● **Problem description**
Between the line containing "Where can you see the roadside" and the line containing "Target: roadside vegetation" lies a run of lines; give that run again exactly, with both of those lines, and nothing else from the entries below.

● **Source records**
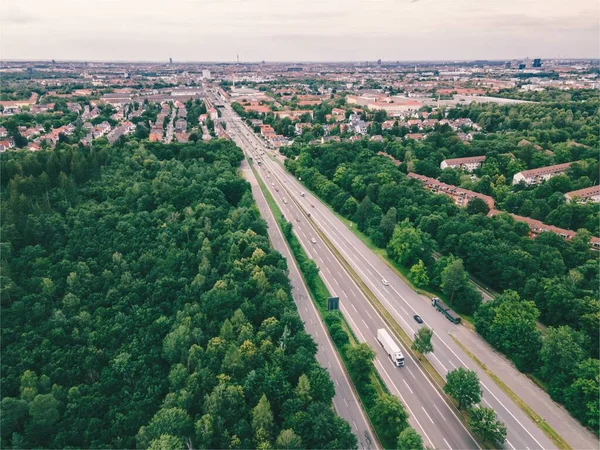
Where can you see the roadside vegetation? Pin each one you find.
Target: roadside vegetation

--

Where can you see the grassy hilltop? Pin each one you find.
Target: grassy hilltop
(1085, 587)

● **Task output**
Where can you see the roadside vegetation? Pin each one you find.
Target: roadside vegetation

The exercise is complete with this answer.